Exercise details ::
Please repeat the listing below verbatim, from the line with "Where can you see the blue sky" to the line with "column 252, row 45", both included.

Data in this exercise ::
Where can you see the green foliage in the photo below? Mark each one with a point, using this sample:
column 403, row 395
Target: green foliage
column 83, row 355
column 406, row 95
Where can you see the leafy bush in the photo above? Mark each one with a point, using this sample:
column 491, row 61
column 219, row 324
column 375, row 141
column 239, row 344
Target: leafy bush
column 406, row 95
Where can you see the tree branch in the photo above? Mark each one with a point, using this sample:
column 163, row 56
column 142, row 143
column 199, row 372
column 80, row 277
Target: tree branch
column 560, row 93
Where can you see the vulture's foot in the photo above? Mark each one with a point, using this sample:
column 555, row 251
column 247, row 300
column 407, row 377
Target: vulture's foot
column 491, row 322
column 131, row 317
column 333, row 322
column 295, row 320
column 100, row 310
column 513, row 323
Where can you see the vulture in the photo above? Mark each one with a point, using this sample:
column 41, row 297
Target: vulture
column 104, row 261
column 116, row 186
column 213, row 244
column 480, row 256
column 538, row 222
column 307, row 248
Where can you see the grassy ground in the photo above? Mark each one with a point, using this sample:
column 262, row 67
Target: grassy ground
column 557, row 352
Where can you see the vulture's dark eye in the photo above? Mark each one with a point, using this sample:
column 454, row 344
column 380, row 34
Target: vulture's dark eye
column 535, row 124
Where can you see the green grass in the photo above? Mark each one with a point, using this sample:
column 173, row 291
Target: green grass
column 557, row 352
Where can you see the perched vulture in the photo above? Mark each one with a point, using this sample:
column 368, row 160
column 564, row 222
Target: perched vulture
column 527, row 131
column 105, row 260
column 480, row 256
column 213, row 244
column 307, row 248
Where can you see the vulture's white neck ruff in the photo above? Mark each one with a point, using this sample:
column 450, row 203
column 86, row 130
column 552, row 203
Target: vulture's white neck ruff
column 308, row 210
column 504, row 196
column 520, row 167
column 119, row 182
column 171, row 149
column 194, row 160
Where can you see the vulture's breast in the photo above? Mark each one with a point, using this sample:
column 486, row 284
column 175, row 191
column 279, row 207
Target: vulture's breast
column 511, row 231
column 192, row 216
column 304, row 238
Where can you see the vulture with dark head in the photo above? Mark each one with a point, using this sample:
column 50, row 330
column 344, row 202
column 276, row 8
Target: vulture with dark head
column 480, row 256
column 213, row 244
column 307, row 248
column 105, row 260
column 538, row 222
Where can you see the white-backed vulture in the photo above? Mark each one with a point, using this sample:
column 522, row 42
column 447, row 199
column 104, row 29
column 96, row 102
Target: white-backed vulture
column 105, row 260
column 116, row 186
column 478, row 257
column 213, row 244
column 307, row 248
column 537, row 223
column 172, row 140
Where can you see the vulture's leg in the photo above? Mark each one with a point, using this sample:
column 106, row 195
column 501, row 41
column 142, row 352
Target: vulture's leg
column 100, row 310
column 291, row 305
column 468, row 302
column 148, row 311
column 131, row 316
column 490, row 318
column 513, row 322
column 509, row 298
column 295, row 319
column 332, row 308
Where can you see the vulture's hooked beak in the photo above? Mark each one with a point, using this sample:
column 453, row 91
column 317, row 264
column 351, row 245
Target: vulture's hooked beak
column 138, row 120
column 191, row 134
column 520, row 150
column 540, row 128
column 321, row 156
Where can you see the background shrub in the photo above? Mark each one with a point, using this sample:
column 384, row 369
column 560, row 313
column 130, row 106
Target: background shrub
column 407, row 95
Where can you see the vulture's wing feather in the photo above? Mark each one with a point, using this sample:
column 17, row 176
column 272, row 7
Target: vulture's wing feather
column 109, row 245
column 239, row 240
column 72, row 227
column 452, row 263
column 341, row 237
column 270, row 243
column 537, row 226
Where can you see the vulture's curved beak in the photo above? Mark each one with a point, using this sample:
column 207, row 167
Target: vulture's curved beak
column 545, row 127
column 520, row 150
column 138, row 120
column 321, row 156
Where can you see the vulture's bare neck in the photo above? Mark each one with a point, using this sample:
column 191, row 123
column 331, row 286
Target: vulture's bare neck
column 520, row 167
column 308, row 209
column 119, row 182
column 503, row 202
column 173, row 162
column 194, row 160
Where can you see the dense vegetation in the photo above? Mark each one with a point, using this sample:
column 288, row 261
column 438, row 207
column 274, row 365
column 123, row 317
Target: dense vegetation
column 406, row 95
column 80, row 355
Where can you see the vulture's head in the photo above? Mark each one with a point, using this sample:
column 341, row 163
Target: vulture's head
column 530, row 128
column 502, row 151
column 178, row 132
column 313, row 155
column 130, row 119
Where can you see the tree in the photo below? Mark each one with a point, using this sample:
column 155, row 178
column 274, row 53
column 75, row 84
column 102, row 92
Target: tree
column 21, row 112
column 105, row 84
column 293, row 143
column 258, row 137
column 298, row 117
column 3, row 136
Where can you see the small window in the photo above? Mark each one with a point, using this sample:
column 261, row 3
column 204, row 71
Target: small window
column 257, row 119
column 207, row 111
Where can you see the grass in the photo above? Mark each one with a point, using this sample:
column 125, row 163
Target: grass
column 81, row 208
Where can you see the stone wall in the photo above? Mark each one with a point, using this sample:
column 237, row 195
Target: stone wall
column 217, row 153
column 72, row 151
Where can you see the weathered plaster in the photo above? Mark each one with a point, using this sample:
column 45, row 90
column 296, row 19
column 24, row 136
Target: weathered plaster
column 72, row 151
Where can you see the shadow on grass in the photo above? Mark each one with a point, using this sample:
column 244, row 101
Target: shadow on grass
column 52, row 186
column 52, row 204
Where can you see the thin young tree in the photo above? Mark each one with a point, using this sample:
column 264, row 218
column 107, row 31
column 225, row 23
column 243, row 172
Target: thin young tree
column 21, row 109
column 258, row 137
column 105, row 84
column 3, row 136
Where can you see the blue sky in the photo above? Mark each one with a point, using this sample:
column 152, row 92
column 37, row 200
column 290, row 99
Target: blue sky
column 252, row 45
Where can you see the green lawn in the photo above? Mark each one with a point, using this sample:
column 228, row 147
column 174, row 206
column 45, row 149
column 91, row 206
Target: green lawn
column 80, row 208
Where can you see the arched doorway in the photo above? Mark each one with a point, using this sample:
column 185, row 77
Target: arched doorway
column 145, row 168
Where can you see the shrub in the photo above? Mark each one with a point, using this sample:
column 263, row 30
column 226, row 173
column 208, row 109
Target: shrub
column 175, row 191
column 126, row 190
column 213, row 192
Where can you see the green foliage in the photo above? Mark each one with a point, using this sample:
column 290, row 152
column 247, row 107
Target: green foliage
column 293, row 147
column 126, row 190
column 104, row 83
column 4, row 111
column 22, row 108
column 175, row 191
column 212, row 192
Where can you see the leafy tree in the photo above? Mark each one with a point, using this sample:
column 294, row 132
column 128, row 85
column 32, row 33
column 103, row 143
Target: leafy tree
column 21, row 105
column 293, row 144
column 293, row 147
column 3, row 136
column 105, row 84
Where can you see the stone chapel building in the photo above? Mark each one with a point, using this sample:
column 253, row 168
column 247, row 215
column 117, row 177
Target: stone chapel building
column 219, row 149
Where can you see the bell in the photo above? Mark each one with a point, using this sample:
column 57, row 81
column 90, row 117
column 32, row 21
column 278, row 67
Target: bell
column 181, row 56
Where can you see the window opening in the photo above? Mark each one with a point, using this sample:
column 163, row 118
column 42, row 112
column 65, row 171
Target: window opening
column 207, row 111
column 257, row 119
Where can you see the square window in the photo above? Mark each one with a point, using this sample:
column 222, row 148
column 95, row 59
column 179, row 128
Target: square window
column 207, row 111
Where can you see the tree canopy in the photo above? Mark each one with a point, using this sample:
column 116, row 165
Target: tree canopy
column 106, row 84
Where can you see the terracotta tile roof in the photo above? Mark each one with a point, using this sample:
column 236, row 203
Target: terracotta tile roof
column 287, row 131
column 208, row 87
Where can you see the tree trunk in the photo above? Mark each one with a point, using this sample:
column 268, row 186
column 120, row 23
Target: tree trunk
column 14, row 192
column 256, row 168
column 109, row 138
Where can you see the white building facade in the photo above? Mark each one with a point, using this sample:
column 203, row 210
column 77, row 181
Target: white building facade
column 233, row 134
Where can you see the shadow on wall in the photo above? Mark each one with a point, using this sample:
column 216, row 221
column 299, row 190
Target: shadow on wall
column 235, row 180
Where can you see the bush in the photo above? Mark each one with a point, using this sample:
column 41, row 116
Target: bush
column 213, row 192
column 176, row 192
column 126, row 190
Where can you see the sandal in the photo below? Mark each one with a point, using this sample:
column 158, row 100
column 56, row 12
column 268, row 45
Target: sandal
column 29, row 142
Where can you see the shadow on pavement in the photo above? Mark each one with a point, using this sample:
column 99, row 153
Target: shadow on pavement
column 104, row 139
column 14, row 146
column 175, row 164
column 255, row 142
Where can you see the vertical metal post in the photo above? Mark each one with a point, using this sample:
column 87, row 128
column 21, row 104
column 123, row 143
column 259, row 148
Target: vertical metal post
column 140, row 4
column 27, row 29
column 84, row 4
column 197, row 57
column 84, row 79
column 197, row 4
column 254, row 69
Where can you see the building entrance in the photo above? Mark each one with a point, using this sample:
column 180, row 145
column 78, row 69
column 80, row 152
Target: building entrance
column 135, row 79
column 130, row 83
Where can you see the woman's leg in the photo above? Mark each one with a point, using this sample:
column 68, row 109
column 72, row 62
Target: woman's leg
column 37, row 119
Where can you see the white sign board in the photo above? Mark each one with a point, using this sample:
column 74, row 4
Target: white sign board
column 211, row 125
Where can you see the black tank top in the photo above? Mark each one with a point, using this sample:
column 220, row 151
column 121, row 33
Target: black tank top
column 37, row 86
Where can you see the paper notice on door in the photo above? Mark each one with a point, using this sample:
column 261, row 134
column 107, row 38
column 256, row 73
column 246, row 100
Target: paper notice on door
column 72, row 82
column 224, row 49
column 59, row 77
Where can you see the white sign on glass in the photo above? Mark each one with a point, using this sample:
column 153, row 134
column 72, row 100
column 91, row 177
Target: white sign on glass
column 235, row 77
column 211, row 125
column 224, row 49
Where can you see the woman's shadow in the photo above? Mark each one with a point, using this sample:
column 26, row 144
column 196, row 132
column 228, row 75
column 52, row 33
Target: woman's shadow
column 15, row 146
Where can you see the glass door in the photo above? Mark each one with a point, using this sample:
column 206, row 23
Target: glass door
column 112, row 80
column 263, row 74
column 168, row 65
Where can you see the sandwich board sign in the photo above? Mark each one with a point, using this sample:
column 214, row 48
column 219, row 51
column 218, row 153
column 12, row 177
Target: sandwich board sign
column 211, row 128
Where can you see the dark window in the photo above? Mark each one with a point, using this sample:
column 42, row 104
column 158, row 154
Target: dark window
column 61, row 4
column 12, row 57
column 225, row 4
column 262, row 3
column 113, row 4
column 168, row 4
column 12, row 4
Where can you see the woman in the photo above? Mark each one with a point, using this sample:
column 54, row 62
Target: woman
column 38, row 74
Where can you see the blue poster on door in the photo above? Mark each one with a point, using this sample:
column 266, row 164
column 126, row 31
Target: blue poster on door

Output ::
Where can you see the blue sky in the photo above? Mark each one with a point, using this sample:
column 152, row 92
column 37, row 200
column 290, row 99
Target: blue sky
column 252, row 45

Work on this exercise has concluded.